** Document section **
((
Posted Mar 22 2013 2:00am



I asked Claire from Gypsy Slow Down if she would write up a post about how her eating affected her life and I am so glad I did. I am very passionate about eating well and in my own life have noticed so many improvements when I am eating clean. 
I don't know a lot about the science behind it but I know my depression and anxiety are directly related to what I eat so when I found Claire and read her story I felt very compelled to have her share her story here. 

I find this fascinating.

Thank you so much Claire for sharing your story today!
))
** Source material **
((
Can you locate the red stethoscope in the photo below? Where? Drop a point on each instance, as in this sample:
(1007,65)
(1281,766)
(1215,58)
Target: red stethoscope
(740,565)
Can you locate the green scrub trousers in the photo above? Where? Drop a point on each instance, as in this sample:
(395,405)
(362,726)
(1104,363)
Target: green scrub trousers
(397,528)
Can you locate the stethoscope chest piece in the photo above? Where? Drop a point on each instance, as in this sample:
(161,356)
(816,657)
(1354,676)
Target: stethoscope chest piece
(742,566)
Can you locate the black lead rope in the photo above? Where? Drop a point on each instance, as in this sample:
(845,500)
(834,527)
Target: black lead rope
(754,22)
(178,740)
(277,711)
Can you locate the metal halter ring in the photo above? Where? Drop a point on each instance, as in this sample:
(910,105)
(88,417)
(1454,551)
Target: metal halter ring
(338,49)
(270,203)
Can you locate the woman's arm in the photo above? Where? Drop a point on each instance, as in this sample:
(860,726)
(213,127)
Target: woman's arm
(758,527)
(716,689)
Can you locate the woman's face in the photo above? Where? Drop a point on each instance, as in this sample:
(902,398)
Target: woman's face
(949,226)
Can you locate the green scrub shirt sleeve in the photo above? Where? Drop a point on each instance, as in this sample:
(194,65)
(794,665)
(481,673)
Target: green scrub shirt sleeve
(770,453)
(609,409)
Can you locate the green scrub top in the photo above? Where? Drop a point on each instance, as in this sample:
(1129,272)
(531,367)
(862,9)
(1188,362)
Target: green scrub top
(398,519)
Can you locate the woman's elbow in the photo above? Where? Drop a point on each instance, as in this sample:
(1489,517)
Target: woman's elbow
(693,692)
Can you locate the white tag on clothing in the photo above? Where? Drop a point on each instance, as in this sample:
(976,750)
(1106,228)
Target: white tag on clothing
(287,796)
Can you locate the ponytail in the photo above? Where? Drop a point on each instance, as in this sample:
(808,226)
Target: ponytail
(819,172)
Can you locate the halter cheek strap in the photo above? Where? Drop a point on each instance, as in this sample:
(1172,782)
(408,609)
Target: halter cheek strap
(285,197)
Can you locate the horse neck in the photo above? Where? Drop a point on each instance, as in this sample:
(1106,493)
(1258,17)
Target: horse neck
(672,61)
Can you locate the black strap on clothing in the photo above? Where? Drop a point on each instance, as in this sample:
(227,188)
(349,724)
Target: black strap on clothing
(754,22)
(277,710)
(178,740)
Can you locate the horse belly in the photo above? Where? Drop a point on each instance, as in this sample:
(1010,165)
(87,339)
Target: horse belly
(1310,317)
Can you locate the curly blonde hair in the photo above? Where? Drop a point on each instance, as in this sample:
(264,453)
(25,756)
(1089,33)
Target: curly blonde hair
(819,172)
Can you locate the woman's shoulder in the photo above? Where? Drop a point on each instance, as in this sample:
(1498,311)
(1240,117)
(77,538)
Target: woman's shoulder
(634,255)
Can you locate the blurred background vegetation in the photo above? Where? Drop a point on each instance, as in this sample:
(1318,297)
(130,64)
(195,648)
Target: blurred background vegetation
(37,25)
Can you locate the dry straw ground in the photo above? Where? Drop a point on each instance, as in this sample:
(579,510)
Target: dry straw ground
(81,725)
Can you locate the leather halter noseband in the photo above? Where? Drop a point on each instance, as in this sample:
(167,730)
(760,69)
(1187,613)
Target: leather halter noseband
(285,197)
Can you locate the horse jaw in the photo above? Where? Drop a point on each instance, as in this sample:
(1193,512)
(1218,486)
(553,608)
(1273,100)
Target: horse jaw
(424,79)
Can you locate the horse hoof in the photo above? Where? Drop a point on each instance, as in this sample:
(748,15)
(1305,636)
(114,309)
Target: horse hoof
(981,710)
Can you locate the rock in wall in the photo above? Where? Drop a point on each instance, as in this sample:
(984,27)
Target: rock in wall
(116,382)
))
** Assignment **
Could you rewrite the blog post starting at the words "Posted Mar 22" and stopping after "her story here.", swapping "depression" for "low mood"?

** Written solution **
Posted Mar 22 2013 2:00am



I asked Claire from Gypsy Slow Down if she would write up a post about how her eating affected her life and I am so glad I did. I am very passionate about eating well and in my own life have noticed so many improvements when I am eating clean. 
I don't know a lot about the science behind it but I know my low mood and anxiety are directly related to what I eat so when I found Claire and read her story I felt very compelled to have her share her story here.